# Data records:

§

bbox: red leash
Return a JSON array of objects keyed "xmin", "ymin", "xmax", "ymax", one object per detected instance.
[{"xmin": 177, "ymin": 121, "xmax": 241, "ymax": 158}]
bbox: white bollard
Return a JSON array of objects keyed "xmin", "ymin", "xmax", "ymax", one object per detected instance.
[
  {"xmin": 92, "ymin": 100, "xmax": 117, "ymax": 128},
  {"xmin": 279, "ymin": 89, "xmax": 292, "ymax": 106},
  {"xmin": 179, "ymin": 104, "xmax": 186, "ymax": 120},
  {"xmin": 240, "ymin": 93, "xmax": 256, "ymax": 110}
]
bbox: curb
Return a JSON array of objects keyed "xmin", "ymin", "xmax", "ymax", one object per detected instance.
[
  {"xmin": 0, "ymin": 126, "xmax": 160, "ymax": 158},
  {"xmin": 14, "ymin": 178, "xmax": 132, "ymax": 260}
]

§

# Task objective:
The lines above that hold the word "bbox" should be found and copied out.

# Answer to this problem:
bbox: red leash
bbox: white bollard
bbox: curb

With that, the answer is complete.